• [Instructions to follow]
Copy the lines word for word, starting at the line that contains "Reviewer note: confirm that each instance of the woman" and ending at the line that contains "Reviewer note: confirm that each instance of the purple".

• [Extracted records]
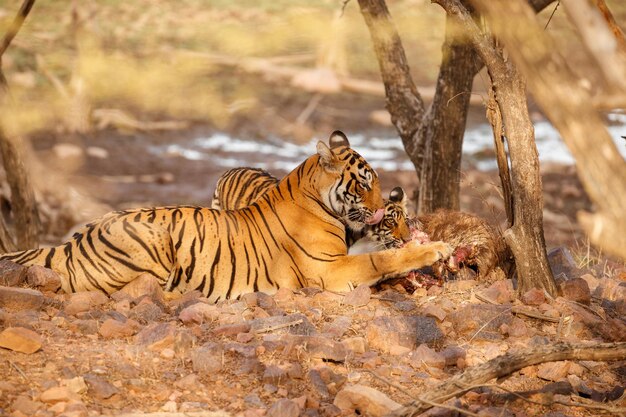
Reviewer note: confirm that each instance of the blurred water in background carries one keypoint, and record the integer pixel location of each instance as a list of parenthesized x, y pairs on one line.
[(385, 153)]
--
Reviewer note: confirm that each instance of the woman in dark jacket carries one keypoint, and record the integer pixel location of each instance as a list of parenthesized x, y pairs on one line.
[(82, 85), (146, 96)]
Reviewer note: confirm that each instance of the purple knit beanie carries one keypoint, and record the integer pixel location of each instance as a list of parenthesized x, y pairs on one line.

• [Task response]
Reviewer note: confirm that each instance of the woman in dark jacket carries one keypoint, and record the integer pixel location of each instance as a list of parenthesized x, y pairs on one line.
[(82, 85), (146, 96)]
Reviewer note: confirm that each instance of the purple knit beanie carries one keypoint, and record the integer pixel location of each instance as a list of parenthesized x, y pairs on one line.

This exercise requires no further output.